## TASK REQUIREMENTS
a) Repeat word for word the passage of the parliamentary speech on pension leaflets that begins at "These were not" and stops after "the government machine.".
b) Write the next part of the parliamentary speech on pension leaflets, picking up after its last sentence.

--- Start of EXCERPTED PASSAGE ---

I give two examples of that. The first is my own piece of legislation, the Social Security Act 1986. Among its provisions was a measure, now accepted by this Government, to reduce the maximum amount of SERPS that widows or widowers could inherit on the death of their spouse. We postponed the start date for 14 years to 2000, so that people could prepare for the change. As Secretary of State, I issued a leaflet after enactment which everyone agreed correctly set out the change. My then Minister of State, John Major, promised a major publicity campaign to inform everyone of the change, even more than they had been informed by the debates on the legislation.
After the 1987 election, we both left the Department of Health and Social Security. There was no major publicity campaign, which John Major had promised; even worse, the department issued a leaflet that was wrong. The department's leaflet, NP32, wrongly stated that a widow could inherit the whole of her late husband's pension. The error was not discovered until 1995—interestingly, in a debate in this Chamber and I pay tribute to the noble Baroness, Lady Gould. The error was entirely administrative—that is admitted. Rachel Lomax, who became permanent secretary at the Department of Social Security, explained the reasons to the House of Commons Public Accounts Committee. She said:
"What I am saying is that when Bills are going through the House and Ministers are tremendously engaged in something and there is a big presentational task to be done, you get the attention of the top people in the Department and this great clustering of officials you talk about. Regrettably, when it comes to disseminating that sort of information in technical leaflets, you do not".
She added:
"I do think that is the fundamental problem here. Nobody actually looks from the policy, the concept, right down to when it hits the customer".
These were not the words of a politician but of a leading civil servant in Whitehall, and anyone with government experience knows exactly what can happen in the government machine.
How would post-legislative scrutiny have helped? First, any scrutiny of that kind would look at the proceedings of Parliament—at what Ministers have actually said, particularly when they are giving assurances on what will happen. They would have spotted that John Major's assurance of a major publicity campaign was not being carried out. Equally, any scrutiny would have examined the leaflets issued. They might also have looked at what was happening in the marketplace where some unscrupulous or ill informed insurance salesmen succeeded in persuading people to leave good final-salary schemes for contributory schemes.
That takes me to my second example, which was discussed at length earlier in our proceedings. I refer to a range of people who claimed that they had been misled into joining occupational pension schemes that then folded. That was examined by the Parliamentary Ombudsman. I do not want to go into the detail of that case, which has been well rehearsed, and to which we will doubtless return. The first of the three findings on the maladministration said that,
"official information—about the security that members of final salary occupational pension schemes could expect from the MFR"—
the minimum funding requirement—
"provided by the bodies under investigation—was sometimes inaccurate, often incomplete, largely inconsistent and therefore potentially misleading, and that this constituted maladministration".

--- End of EXCERPTED PASSAGE ---
--- Start of LISTED ENTRIES ---

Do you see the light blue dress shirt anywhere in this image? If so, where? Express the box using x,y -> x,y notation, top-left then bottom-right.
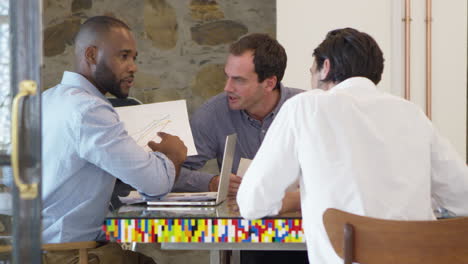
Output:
42,72 -> 175,243
174,84 -> 304,192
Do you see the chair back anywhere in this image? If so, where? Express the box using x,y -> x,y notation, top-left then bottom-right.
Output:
323,208 -> 468,264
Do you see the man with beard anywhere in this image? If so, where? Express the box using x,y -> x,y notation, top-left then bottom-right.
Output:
174,34 -> 307,264
42,16 -> 187,263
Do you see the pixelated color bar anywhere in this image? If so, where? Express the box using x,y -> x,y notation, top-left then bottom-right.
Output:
103,219 -> 305,243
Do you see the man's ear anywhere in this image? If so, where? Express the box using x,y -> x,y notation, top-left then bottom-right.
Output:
320,59 -> 330,81
84,46 -> 97,65
263,75 -> 278,91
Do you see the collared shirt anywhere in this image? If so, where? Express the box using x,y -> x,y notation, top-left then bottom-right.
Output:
174,85 -> 303,191
42,72 -> 175,243
237,77 -> 468,264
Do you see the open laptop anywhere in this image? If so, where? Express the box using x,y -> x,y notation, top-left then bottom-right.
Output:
146,134 -> 237,206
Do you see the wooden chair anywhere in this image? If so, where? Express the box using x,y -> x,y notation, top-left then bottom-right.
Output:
323,208 -> 468,264
0,241 -> 98,264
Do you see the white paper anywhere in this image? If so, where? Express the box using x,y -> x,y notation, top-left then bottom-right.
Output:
119,191 -> 217,204
115,100 -> 197,156
237,158 -> 252,177
119,191 -> 145,204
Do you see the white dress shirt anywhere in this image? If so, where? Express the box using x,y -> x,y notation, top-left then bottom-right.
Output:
42,72 -> 175,243
237,77 -> 468,264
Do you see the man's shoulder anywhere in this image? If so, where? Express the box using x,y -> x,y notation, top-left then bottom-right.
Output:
194,93 -> 229,115
42,84 -> 110,113
282,86 -> 305,100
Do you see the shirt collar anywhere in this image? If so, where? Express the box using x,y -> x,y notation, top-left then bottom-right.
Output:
241,83 -> 288,121
330,77 -> 377,93
60,71 -> 110,103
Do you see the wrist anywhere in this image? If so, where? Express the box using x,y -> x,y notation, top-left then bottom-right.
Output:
208,176 -> 219,192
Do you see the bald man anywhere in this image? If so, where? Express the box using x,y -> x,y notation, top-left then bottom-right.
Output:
42,16 -> 187,263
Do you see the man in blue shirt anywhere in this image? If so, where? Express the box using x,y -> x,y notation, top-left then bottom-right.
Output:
174,34 -> 307,264
42,16 -> 187,263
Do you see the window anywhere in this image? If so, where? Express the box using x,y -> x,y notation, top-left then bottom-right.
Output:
0,0 -> 11,152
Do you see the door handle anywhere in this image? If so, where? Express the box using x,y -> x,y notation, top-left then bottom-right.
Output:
11,80 -> 38,200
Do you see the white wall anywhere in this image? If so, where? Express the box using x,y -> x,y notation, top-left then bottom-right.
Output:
277,0 -> 467,159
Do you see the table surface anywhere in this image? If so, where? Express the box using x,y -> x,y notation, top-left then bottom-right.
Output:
107,197 -> 302,219
103,197 -> 305,244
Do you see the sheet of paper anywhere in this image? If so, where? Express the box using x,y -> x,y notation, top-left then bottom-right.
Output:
237,158 -> 252,177
115,100 -> 197,156
119,191 -> 145,204
119,191 -> 217,204
159,192 -> 218,201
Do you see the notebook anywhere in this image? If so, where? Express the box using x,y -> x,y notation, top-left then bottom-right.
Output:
146,134 -> 237,206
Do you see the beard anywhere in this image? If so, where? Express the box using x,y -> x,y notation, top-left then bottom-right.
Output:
94,60 -> 128,99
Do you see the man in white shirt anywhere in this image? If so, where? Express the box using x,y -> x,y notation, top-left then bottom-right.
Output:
237,28 -> 468,264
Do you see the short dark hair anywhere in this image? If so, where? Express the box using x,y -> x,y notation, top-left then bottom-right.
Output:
75,16 -> 131,42
313,28 -> 384,84
229,33 -> 288,88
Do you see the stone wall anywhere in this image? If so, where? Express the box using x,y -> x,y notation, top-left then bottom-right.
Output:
42,0 -> 276,113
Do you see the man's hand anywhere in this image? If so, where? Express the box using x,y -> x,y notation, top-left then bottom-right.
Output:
279,190 -> 301,214
148,132 -> 187,180
208,173 -> 242,196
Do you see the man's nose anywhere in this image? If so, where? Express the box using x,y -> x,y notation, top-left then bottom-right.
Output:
224,78 -> 234,92
128,60 -> 138,73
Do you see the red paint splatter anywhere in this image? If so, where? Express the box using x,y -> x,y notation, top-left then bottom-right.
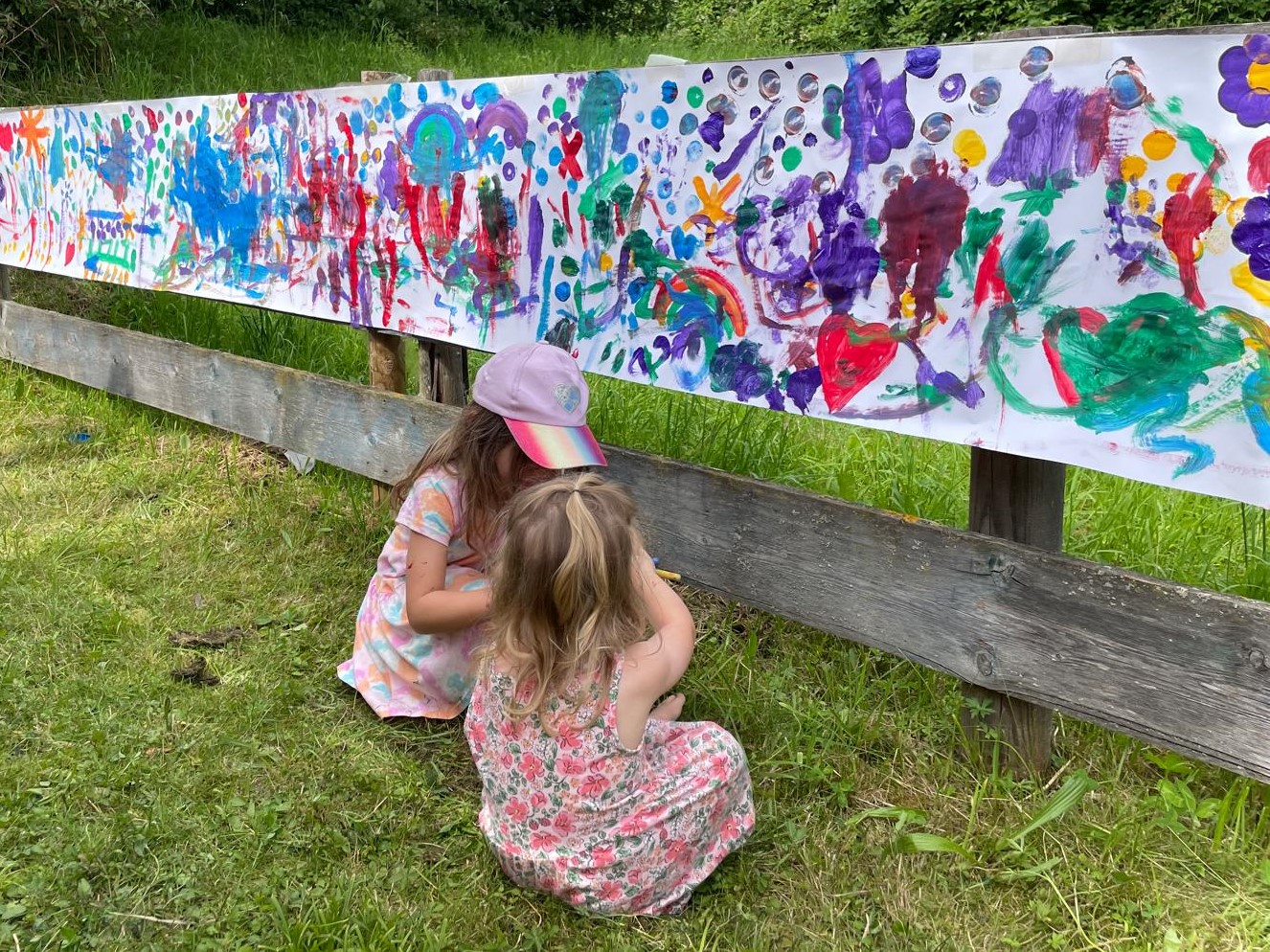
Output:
401,182 -> 437,278
1160,160 -> 1219,307
815,313 -> 899,413
974,235 -> 1010,309
374,238 -> 401,328
1076,89 -> 1111,178
327,251 -> 343,313
445,175 -> 467,242
645,196 -> 670,231
348,184 -> 366,317
1248,136 -> 1270,192
879,163 -> 970,321
1041,307 -> 1107,406
558,129 -> 583,182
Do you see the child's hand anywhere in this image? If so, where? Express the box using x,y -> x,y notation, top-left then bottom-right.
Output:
647,694 -> 683,721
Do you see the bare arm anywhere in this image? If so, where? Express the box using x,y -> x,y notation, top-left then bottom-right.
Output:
617,555 -> 696,748
405,532 -> 490,635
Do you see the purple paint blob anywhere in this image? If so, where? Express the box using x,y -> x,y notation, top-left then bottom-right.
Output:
476,99 -> 530,148
811,192 -> 881,313
842,56 -> 917,178
784,367 -> 821,413
904,46 -> 940,79
987,77 -> 1086,189
714,105 -> 776,182
697,113 -> 724,152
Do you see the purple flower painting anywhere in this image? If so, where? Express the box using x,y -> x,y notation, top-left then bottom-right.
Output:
1216,33 -> 1270,128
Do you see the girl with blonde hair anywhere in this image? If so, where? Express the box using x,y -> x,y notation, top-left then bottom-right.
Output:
466,475 -> 755,914
339,344 -> 604,719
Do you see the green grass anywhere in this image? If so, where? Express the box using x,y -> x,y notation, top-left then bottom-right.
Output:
0,364 -> 1270,952
14,11 -> 1270,606
0,11 -> 1270,952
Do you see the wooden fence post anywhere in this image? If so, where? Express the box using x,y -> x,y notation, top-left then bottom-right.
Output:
962,447 -> 1067,774
362,70 -> 409,505
416,69 -> 468,406
962,24 -> 1090,774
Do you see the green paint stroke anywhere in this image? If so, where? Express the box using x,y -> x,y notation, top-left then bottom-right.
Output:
1001,218 -> 1076,309
954,208 -> 1006,287
1146,102 -> 1226,178
578,70 -> 626,180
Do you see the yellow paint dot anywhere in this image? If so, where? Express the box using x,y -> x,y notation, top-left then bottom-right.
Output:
1129,188 -> 1156,215
1248,62 -> 1270,95
1142,129 -> 1177,161
899,288 -> 917,319
1231,261 -> 1270,305
953,129 -> 988,168
1204,218 -> 1231,255
1121,155 -> 1146,182
1226,198 -> 1248,229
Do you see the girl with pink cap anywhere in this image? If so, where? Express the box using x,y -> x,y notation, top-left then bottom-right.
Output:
339,343 -> 606,718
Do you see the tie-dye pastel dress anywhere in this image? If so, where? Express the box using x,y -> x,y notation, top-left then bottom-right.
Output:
339,469 -> 488,718
465,656 -> 755,916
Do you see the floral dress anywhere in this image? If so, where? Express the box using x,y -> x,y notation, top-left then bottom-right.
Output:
465,656 -> 755,916
339,469 -> 488,718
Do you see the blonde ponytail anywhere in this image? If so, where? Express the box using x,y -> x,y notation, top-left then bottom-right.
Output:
486,473 -> 646,731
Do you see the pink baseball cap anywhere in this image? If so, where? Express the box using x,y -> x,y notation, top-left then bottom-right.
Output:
472,342 -> 608,469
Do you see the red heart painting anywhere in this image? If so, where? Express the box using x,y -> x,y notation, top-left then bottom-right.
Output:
815,313 -> 899,413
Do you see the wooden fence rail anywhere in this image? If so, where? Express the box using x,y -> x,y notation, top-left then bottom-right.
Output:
10,301 -> 1270,781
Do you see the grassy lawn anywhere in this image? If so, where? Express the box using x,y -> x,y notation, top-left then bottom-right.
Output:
0,9 -> 1270,952
0,332 -> 1270,952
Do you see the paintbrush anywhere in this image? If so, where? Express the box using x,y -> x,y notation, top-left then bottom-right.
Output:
653,557 -> 682,581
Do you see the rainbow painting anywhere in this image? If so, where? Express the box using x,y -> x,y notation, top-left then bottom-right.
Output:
0,34 -> 1270,505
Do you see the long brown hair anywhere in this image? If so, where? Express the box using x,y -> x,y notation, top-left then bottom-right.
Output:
483,473 -> 647,731
390,403 -> 537,555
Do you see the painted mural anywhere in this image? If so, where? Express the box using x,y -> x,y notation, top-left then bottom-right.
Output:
0,34 -> 1270,505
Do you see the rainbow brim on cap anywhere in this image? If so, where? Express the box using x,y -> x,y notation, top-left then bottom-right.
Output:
504,418 -> 608,469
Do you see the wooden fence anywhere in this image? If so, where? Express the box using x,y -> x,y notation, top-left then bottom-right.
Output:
0,24 -> 1270,781
0,301 -> 1270,781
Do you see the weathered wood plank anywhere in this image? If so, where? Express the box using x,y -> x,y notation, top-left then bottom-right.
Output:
0,302 -> 452,483
0,302 -> 1270,781
366,330 -> 405,505
416,67 -> 468,406
962,447 -> 1067,774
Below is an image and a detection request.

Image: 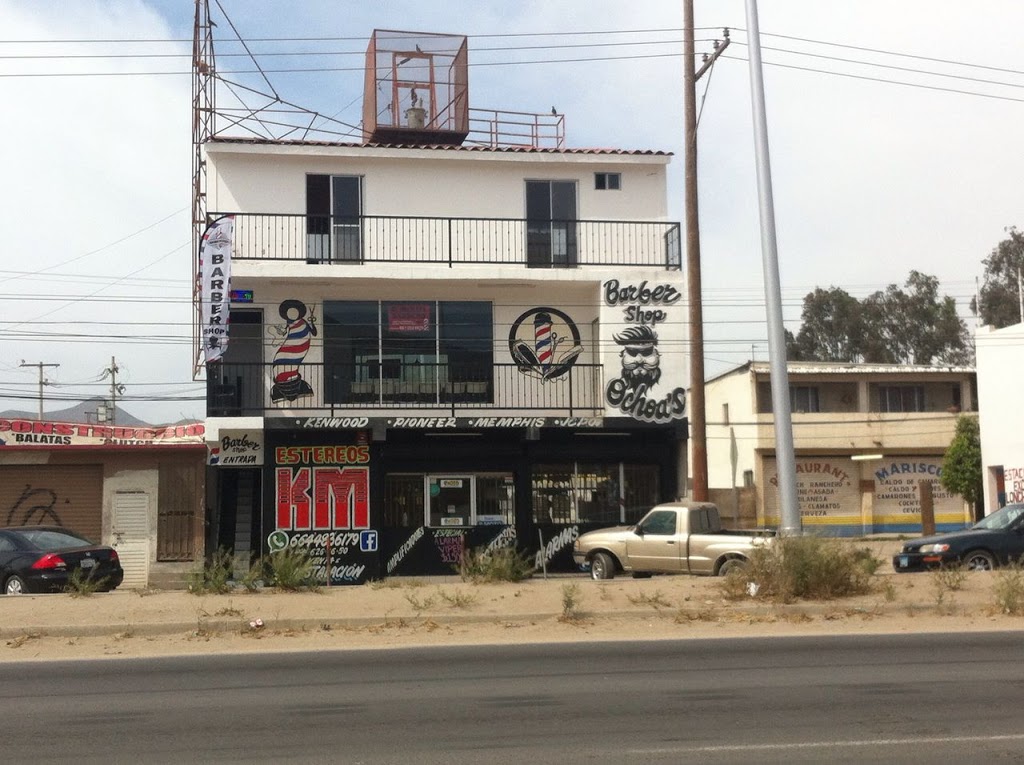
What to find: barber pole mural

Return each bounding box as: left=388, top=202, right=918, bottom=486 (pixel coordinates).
left=509, top=307, right=583, bottom=382
left=270, top=300, right=316, bottom=403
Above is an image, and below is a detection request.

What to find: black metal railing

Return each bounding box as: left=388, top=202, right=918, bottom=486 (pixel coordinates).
left=214, top=213, right=682, bottom=269
left=206, top=363, right=603, bottom=417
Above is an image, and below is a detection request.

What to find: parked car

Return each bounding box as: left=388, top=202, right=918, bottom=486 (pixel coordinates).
left=0, top=526, right=125, bottom=595
left=572, top=500, right=774, bottom=580
left=893, top=504, right=1024, bottom=572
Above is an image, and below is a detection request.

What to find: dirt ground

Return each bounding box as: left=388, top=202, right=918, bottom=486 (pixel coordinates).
left=0, top=546, right=1024, bottom=662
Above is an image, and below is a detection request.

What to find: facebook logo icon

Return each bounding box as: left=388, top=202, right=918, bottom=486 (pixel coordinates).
left=359, top=529, right=377, bottom=552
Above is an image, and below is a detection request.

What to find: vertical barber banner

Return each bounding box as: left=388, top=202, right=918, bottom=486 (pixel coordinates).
left=199, top=215, right=234, bottom=363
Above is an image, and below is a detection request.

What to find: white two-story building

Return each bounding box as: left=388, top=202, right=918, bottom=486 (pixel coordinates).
left=201, top=32, right=687, bottom=584
left=706, top=362, right=978, bottom=536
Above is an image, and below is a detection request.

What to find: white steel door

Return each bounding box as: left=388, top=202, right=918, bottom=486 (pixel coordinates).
left=112, top=492, right=150, bottom=588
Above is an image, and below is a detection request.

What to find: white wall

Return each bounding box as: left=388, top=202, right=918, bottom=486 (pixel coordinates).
left=705, top=368, right=757, bottom=488
left=975, top=325, right=1024, bottom=513
left=206, top=143, right=670, bottom=220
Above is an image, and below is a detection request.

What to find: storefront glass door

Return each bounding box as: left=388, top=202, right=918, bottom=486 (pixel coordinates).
left=426, top=475, right=476, bottom=526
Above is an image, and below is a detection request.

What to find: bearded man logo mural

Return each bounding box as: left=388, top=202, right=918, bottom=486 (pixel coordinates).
left=270, top=300, right=316, bottom=403
left=612, top=327, right=662, bottom=390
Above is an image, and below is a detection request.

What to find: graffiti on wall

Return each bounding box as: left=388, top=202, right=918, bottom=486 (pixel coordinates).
left=509, top=307, right=583, bottom=382
left=4, top=483, right=63, bottom=526
left=270, top=300, right=316, bottom=403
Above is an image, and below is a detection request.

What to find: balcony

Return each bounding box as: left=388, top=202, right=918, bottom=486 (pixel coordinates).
left=218, top=213, right=682, bottom=270
left=206, top=359, right=604, bottom=417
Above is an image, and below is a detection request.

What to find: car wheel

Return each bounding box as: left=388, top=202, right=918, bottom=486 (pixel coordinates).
left=962, top=550, right=995, bottom=571
left=718, top=558, right=746, bottom=577
left=590, top=553, right=615, bottom=582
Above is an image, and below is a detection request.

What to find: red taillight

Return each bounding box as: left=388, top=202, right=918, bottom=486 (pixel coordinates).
left=32, top=553, right=68, bottom=569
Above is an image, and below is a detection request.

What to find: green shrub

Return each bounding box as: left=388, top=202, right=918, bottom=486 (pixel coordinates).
left=185, top=547, right=234, bottom=595
left=459, top=547, right=534, bottom=584
left=558, top=584, right=583, bottom=623
left=722, top=537, right=880, bottom=603
left=264, top=547, right=321, bottom=592
left=65, top=568, right=108, bottom=598
left=992, top=562, right=1024, bottom=617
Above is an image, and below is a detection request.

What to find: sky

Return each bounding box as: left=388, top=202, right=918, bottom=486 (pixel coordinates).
left=0, top=0, right=1024, bottom=423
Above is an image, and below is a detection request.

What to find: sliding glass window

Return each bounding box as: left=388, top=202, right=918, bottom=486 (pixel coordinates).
left=324, top=301, right=494, bottom=406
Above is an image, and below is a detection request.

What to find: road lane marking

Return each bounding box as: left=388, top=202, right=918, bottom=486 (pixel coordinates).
left=627, top=733, right=1024, bottom=755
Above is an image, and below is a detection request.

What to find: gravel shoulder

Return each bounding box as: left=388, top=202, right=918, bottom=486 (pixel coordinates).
left=0, top=543, right=1024, bottom=662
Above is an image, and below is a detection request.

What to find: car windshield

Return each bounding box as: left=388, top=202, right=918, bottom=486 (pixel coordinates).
left=22, top=528, right=92, bottom=552
left=974, top=505, right=1024, bottom=530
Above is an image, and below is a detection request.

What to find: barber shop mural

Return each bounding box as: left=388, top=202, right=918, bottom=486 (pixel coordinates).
left=603, top=279, right=686, bottom=424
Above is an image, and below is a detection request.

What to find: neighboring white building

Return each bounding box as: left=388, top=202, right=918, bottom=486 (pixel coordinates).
left=197, top=32, right=688, bottom=583
left=974, top=324, right=1024, bottom=514
left=705, top=362, right=976, bottom=536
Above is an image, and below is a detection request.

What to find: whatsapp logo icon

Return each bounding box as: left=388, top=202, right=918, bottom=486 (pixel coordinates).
left=266, top=529, right=288, bottom=552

--- End of LISTED ENTRIES ---

## EXERCISE ANSWERS
a)
These were not the words of a politician but of a leading civil servant in Whitehall, and anyone with government experience knows exactly what can happen in the government machine.

b)
That was a case and the advice given stretched from 1995 to 2004. It is also possible that the kind of post-legislative scrutiny that I am advocating in this amendment could have prevented at least some of the advice being given in the terms that it was, which would have been a saving to the public Exchequer and would have benefited the public greatly. It should be remembered that errors in pensions can cost many millions of pounds either in savings forgone or in compensation. That is why it is in the interests of any Government to allow sensible measures of post-legislative scrutiny. I support post-legislative scrutiny, as indeed does the Law Commission, of all Acts of Parliament. Ministers may not always like the result of such scrutiny—I see that—for it may reveal mistakes in implementation, but the sooner mistakes are picked up the better and less costly the whole process will be. Nowhere is that more important than in pensions legislation where mistakes can cost so much.
The amendment would give the Government maximum flexibility. I emphasise that; we are not advocating an expensive course. The Government Front Bench and my own Front Bench should note that we are not talking about an independent commission, which cost £1.5 billion, corrected to £1.5 million last week by the Minister. We want independent scrutiny; there is no point in doing it unless it is independent. The most obvious course is for it to be carried out by a Select Committee—whether joint or of only one House—or some other form of parliamentary committee. We are not asking that all issues should be debated again. We are concerned to ensure that the intention and declared aim of the legislation is being implemented. That is what the amendment is all about. If passed, it would be attached to this Bill, although as I said, there is a case for attaching it to all Bills. It would certainly be attached to the next Bill on pensions, which we know will follow.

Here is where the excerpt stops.